- [WORK TASK]: Below this sentence is a listing; return exactly its lines from the one with "Target: sandy ground" to the one with "pixel 344 134.", both kept, and nothing more.

- [DATASET ENTRIES]:
++++++++++++++++++++
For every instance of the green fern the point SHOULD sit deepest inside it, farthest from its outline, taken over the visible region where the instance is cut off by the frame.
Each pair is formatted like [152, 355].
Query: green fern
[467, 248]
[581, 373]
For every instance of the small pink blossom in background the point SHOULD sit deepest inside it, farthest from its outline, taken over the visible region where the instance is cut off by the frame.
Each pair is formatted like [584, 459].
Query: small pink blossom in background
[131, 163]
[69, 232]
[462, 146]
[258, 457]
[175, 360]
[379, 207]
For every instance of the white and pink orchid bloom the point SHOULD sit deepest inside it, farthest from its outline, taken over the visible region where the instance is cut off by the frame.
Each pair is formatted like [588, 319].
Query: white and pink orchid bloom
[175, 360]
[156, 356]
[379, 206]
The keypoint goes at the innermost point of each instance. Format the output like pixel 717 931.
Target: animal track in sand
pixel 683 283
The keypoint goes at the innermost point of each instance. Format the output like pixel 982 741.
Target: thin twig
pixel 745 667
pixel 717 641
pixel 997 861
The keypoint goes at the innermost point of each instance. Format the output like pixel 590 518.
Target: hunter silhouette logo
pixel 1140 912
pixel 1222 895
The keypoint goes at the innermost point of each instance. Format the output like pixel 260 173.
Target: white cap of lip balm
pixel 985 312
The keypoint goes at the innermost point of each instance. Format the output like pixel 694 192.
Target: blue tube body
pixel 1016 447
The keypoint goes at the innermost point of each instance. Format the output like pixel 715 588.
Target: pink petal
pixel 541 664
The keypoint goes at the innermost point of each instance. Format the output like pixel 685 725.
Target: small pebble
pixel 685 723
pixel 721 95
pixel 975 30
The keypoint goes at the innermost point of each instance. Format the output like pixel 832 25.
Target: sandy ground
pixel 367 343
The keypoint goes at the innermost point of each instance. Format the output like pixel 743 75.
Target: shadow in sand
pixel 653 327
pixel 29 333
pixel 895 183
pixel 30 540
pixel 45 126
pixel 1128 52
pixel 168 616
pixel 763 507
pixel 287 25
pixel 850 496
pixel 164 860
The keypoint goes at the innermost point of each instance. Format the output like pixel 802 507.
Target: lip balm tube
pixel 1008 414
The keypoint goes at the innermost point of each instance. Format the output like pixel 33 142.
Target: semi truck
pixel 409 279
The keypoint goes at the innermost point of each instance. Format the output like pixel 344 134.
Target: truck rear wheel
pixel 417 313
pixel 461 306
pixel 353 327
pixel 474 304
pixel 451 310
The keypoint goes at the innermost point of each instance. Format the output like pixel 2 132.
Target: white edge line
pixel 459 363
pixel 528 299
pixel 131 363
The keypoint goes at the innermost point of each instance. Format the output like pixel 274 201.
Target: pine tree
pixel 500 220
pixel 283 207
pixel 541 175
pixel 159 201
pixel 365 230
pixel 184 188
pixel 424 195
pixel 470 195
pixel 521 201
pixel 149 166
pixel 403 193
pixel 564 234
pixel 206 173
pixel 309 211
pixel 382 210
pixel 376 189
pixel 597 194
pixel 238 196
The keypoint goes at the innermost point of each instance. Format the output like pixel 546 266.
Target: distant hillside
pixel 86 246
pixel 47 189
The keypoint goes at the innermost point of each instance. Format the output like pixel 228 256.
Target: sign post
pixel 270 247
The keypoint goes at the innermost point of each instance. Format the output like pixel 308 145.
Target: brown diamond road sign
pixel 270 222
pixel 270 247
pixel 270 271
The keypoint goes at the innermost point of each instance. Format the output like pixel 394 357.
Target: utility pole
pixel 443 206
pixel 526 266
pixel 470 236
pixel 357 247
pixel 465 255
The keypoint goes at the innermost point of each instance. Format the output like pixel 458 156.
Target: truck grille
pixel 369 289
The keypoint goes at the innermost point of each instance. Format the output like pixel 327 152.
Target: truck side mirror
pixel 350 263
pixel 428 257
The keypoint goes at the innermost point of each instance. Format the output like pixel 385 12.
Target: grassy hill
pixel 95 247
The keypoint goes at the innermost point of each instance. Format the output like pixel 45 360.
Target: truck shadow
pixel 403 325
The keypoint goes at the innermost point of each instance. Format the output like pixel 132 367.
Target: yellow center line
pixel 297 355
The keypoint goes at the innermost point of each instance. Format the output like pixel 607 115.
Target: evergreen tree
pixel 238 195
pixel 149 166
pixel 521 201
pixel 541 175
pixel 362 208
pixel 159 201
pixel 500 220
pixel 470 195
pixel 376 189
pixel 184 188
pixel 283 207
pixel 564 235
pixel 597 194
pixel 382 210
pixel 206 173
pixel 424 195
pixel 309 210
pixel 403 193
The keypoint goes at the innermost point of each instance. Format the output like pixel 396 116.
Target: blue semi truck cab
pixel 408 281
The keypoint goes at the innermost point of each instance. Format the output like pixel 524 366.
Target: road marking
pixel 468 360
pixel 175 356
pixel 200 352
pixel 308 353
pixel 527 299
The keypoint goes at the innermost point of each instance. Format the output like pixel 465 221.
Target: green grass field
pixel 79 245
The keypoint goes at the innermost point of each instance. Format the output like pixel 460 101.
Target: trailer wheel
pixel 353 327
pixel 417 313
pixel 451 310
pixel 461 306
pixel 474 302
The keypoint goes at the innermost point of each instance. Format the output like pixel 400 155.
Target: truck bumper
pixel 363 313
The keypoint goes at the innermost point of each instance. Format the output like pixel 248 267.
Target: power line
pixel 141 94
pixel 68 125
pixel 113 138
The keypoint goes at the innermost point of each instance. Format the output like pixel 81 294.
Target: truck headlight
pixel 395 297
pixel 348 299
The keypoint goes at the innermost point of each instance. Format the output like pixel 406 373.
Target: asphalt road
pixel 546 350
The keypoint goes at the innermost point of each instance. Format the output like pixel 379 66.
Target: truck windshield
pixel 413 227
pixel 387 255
++++++++++++++++++++
- [ANSWER SPACE]:
Target: sandy ground
pixel 367 343
The keypoint goes at the innermost point of each instance. Format the output like pixel 743 75.
Target: shadow in sand
pixel 653 327
pixel 29 333
pixel 895 183
pixel 30 540
pixel 45 126
pixel 1128 52
pixel 168 616
pixel 763 507
pixel 287 25
pixel 850 496
pixel 164 860
The keypoint goes at the innermost point of each instance. Format the output like pixel 802 507.
Target: lip balm tube
pixel 1008 414
The keypoint goes at the innermost point of each instance. Format the output like pixel 33 142.
Target: semi truck
pixel 409 279
The keypoint goes at the innermost point of each instance. Format the output like pixel 344 134.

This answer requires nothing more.